------ RECORDS FOR THIS TASK

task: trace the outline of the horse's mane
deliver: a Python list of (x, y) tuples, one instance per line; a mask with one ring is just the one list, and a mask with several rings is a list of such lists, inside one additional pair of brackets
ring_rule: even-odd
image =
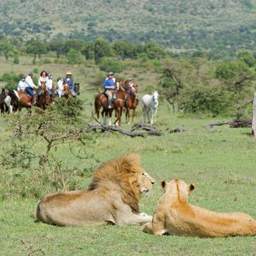
[(16, 95), (16, 93), (14, 92), (13, 90), (8, 90), (8, 94), (12, 97), (13, 99), (15, 99), (16, 101), (19, 102), (19, 99), (17, 97), (17, 95)]
[[(121, 189), (121, 198), (133, 212), (139, 212), (138, 202), (138, 173), (141, 171), (140, 156), (137, 154), (128, 154), (108, 161), (100, 166), (95, 172), (89, 190), (103, 187), (111, 190), (111, 184)], [(109, 187), (110, 184), (110, 187)], [(120, 190), (118, 189), (116, 192)]]

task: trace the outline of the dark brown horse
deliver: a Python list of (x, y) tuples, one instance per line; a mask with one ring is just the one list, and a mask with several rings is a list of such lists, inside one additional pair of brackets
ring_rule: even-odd
[(44, 81), (41, 82), (41, 93), (38, 96), (36, 106), (42, 109), (45, 109), (47, 106), (51, 102), (50, 92), (47, 89), (47, 85)]
[(12, 113), (17, 111), (19, 96), (14, 90), (2, 89), (0, 94), (0, 113), (7, 112)]
[(129, 81), (123, 82), (123, 88), (127, 92), (127, 96), (125, 100), (125, 108), (126, 109), (126, 123), (130, 124), (130, 109), (133, 109), (132, 123), (133, 124), (135, 109), (138, 106), (138, 100), (135, 95), (135, 93), (137, 92), (137, 85), (133, 84), (130, 85), (129, 83)]
[(119, 81), (116, 81), (116, 88), (114, 92), (115, 97), (111, 105), (112, 109), (108, 109), (107, 97), (105, 93), (102, 92), (96, 95), (95, 99), (95, 107), (98, 121), (99, 121), (99, 112), (101, 107), (102, 107), (103, 109), (101, 113), (104, 123), (106, 123), (106, 118), (109, 117), (109, 125), (111, 125), (112, 112), (115, 109), (116, 113), (116, 119), (114, 123), (116, 124), (116, 122), (118, 122), (118, 125), (121, 126), (121, 116), (126, 93), (123, 86), (119, 86)]
[(22, 107), (26, 109), (31, 109), (32, 103), (34, 104), (36, 102), (36, 94), (34, 93), (34, 96), (32, 98), (26, 92), (22, 91), (18, 91), (18, 95), (19, 98), (19, 110), (20, 111)]
[(64, 85), (64, 95), (63, 98), (64, 99), (73, 99), (74, 96), (71, 92), (69, 90), (69, 85), (67, 83)]

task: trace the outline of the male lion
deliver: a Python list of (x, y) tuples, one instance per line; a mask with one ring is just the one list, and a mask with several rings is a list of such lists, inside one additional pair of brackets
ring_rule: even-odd
[(162, 182), (165, 193), (160, 199), (153, 221), (142, 227), (145, 233), (199, 237), (254, 236), (256, 220), (242, 213), (220, 213), (189, 203), (189, 194), (195, 189), (183, 181)]
[(45, 196), (37, 219), (57, 226), (144, 224), (152, 216), (140, 213), (140, 194), (147, 193), (154, 183), (139, 155), (126, 154), (99, 167), (88, 189)]

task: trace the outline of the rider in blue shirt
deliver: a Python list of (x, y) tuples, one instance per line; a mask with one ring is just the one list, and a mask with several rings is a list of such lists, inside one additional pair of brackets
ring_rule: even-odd
[(63, 79), (63, 85), (68, 84), (69, 91), (72, 93), (72, 95), (75, 98), (78, 97), (76, 92), (74, 91), (74, 80), (71, 78), (72, 73), (70, 71), (67, 72), (67, 76)]
[(115, 89), (115, 85), (116, 85), (116, 79), (113, 78), (113, 76), (114, 76), (114, 73), (109, 72), (108, 74), (107, 78), (106, 78), (103, 84), (104, 92), (108, 98), (109, 109), (112, 108), (111, 104), (112, 102), (113, 91)]

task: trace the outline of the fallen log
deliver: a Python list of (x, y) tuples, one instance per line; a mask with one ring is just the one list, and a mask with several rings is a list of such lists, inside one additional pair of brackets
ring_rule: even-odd
[(212, 128), (215, 126), (223, 126), (228, 124), (230, 128), (246, 128), (251, 126), (252, 121), (251, 119), (240, 120), (234, 119), (232, 121), (220, 121), (220, 122), (212, 122), (206, 125), (207, 128)]
[(102, 131), (102, 133), (104, 132), (117, 132), (124, 135), (130, 136), (131, 137), (146, 137), (147, 135), (152, 135), (152, 136), (161, 136), (162, 133), (159, 132), (157, 130), (156, 130), (154, 127), (144, 127), (144, 126), (138, 126), (136, 129), (139, 129), (138, 127), (140, 126), (140, 129), (147, 129), (146, 131), (144, 132), (140, 132), (140, 131), (135, 131), (135, 127), (132, 128), (131, 130), (125, 130), (120, 127), (117, 127), (115, 126), (108, 126), (106, 124), (102, 124), (99, 122), (98, 122), (98, 124), (95, 125), (91, 125), (91, 124), (87, 124), (83, 127), (82, 131), (85, 133), (90, 133), (90, 132), (95, 132), (98, 130)]
[(166, 130), (168, 130), (170, 133), (175, 133), (185, 132), (187, 130), (185, 127), (177, 127), (174, 129), (168, 128)]

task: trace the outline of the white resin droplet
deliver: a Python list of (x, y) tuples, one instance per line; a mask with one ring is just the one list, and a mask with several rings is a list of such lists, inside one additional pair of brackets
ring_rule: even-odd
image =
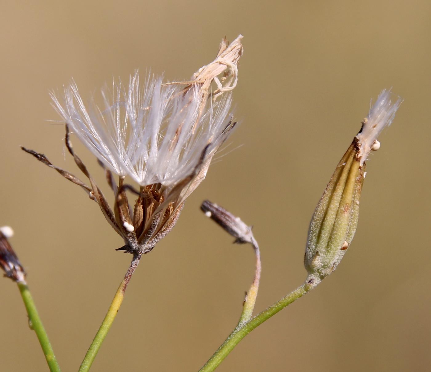
[(124, 228), (129, 233), (134, 231), (134, 228), (133, 227), (133, 225), (131, 225), (128, 222), (125, 222), (123, 224), (123, 226), (124, 226)]
[(13, 230), (10, 226), (2, 226), (0, 228), (0, 231), (1, 231), (6, 238), (10, 238), (13, 236)]
[(376, 139), (371, 145), (371, 149), (373, 151), (377, 151), (379, 148), (380, 148), (380, 142)]

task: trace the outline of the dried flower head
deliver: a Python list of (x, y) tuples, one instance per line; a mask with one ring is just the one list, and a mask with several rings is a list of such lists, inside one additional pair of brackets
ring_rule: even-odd
[(384, 90), (362, 122), (362, 127), (340, 161), (310, 223), (304, 257), (310, 283), (316, 283), (336, 268), (353, 239), (359, 218), (365, 160), (380, 147), (377, 137), (390, 125), (402, 102)]
[(0, 267), (5, 276), (15, 282), (24, 282), (25, 272), (8, 239), (13, 235), (9, 226), (0, 228)]
[[(205, 178), (236, 124), (229, 114), (230, 91), (237, 80), (242, 39), (240, 35), (230, 45), (222, 40), (216, 59), (189, 81), (164, 83), (162, 78), (149, 77), (141, 86), (137, 73), (127, 89), (121, 81), (113, 84), (112, 91), (103, 89), (102, 106), (94, 101), (86, 106), (73, 82), (64, 95), (52, 93), (66, 124), (66, 147), (89, 186), (43, 154), (23, 150), (89, 193), (123, 238), (119, 249), (138, 255), (149, 252), (175, 225), (184, 201)], [(69, 130), (105, 169), (115, 195), (113, 209), (74, 151)], [(138, 190), (125, 183), (126, 176)], [(137, 196), (133, 207), (127, 191)]]

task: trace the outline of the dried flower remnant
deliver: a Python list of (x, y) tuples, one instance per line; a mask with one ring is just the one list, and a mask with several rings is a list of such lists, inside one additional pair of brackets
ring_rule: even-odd
[(0, 267), (5, 276), (15, 282), (24, 282), (25, 272), (8, 239), (13, 235), (9, 226), (0, 228)]
[(204, 200), (200, 206), (200, 209), (214, 222), (228, 234), (235, 237), (234, 243), (250, 243), (253, 246), (256, 257), (256, 271), (254, 279), (248, 292), (246, 292), (245, 298), (243, 304), (243, 312), (238, 326), (242, 325), (251, 318), (254, 308), (259, 289), (262, 265), (260, 262), (260, 252), (257, 242), (253, 236), (251, 227), (247, 225), (238, 217), (234, 216), (215, 203), (209, 200)]
[[(66, 123), (66, 147), (90, 186), (44, 154), (23, 150), (89, 193), (123, 238), (119, 249), (140, 256), (174, 227), (186, 198), (205, 178), (236, 124), (229, 114), (230, 91), (237, 80), (242, 39), (230, 45), (222, 40), (216, 58), (190, 81), (164, 83), (161, 78), (148, 77), (142, 88), (135, 73), (127, 89), (121, 81), (114, 83), (113, 92), (102, 90), (103, 107), (94, 101), (86, 107), (73, 82), (62, 96), (53, 93), (53, 105)], [(114, 194), (113, 209), (73, 151), (69, 129), (104, 168)], [(126, 176), (138, 190), (125, 183)], [(133, 206), (128, 191), (137, 196)]]
[(359, 217), (365, 161), (372, 150), (380, 148), (377, 137), (402, 102), (390, 90), (383, 90), (337, 166), (310, 224), (304, 260), (310, 283), (317, 284), (333, 271), (350, 245)]

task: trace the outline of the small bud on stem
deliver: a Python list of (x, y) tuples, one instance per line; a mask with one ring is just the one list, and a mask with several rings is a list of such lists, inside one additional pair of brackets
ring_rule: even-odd
[(5, 277), (14, 282), (24, 282), (25, 272), (7, 240), (13, 235), (13, 231), (9, 226), (0, 228), (0, 267)]

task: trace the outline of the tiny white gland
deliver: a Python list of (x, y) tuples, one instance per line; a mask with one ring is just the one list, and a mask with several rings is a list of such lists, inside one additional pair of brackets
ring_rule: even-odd
[(125, 222), (123, 224), (123, 226), (124, 226), (124, 228), (129, 233), (134, 231), (134, 228), (133, 227), (133, 225), (131, 225), (128, 222)]
[(2, 226), (0, 231), (8, 239), (13, 236), (13, 230), (10, 226)]
[(371, 145), (371, 149), (373, 151), (377, 151), (379, 148), (380, 148), (380, 142), (376, 139)]

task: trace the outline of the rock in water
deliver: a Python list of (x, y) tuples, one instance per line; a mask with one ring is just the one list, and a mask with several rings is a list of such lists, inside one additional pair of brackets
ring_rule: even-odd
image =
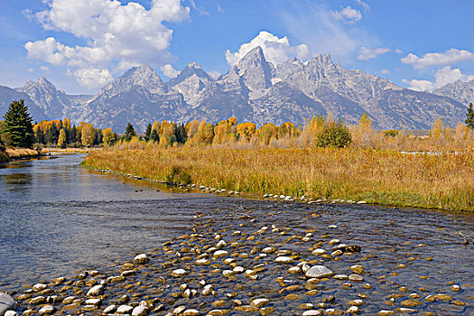
[(330, 268), (324, 265), (314, 265), (311, 266), (310, 270), (306, 271), (307, 277), (321, 278), (330, 277), (332, 275), (334, 275), (334, 273)]
[(144, 265), (148, 261), (150, 261), (150, 258), (148, 257), (148, 256), (146, 256), (146, 254), (140, 254), (134, 258), (134, 263), (139, 265)]
[(12, 296), (0, 293), (0, 316), (3, 316), (8, 310), (14, 310), (16, 304)]
[(88, 296), (98, 296), (102, 293), (104, 293), (104, 286), (96, 285), (93, 286), (90, 290), (88, 290)]

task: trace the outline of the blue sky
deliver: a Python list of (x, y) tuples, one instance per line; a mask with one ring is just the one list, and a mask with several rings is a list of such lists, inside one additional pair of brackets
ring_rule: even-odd
[(0, 85), (46, 77), (96, 93), (149, 63), (164, 81), (189, 62), (218, 76), (256, 45), (274, 63), (329, 52), (402, 87), (474, 79), (474, 1), (3, 0)]

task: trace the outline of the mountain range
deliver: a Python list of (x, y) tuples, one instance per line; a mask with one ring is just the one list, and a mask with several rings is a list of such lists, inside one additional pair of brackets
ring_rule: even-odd
[(451, 125), (464, 120), (468, 103), (474, 101), (474, 80), (417, 92), (344, 69), (329, 54), (274, 65), (256, 47), (218, 79), (191, 62), (167, 82), (149, 65), (132, 68), (94, 96), (68, 95), (45, 78), (17, 88), (0, 86), (0, 116), (21, 98), (36, 121), (70, 117), (77, 125), (86, 121), (117, 132), (128, 122), (144, 131), (164, 119), (217, 122), (235, 116), (257, 125), (302, 124), (330, 112), (348, 124), (367, 113), (380, 129), (426, 129), (438, 117)]

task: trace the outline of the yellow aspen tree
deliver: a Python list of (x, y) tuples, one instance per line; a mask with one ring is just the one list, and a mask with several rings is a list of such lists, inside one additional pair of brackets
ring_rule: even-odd
[[(82, 122), (81, 122), (82, 125)], [(80, 142), (83, 146), (91, 146), (96, 138), (96, 129), (92, 124), (86, 123), (81, 127)]]
[(61, 128), (60, 131), (60, 136), (58, 137), (58, 147), (66, 148), (66, 131), (64, 130), (64, 128)]
[(102, 141), (106, 146), (110, 146), (115, 139), (116, 137), (114, 132), (112, 132), (112, 128), (107, 127), (102, 130)]

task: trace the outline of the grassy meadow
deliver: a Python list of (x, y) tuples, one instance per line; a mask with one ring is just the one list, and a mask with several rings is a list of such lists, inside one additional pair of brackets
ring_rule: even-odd
[(181, 170), (197, 185), (259, 195), (474, 210), (474, 160), (469, 153), (144, 144), (93, 152), (84, 164), (161, 181)]
[[(183, 144), (170, 143), (167, 125), (153, 125), (159, 142), (119, 141), (90, 153), (84, 164), (256, 195), (474, 210), (474, 131), (463, 124), (451, 128), (437, 120), (415, 135), (376, 131), (367, 116), (351, 126), (315, 117), (304, 127), (268, 124), (256, 130), (230, 118), (214, 129), (189, 124)], [(321, 146), (321, 139), (342, 145)]]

------------

DESCRIPTION OF THE TASK —
Reproduce word for word the part of the entries that opens with their first line and closes with the line containing "97), (17, 95)]", both included. Omit the pictures from your reproduction.

EXERCISE RESPONSE —
task: trace the outline of the horse's mane
deliver: a Python list of (x, y) tuples, one instance per line; a mask with one ring is just the one list, and a mask with several rings is a list of such lists, inside one additional pair of brackets
ring_rule: even-odd
image =
[(16, 95), (16, 93), (14, 92), (13, 90), (8, 90), (8, 94), (12, 97), (13, 99), (15, 99), (16, 101), (19, 102), (19, 99), (17, 97), (17, 95)]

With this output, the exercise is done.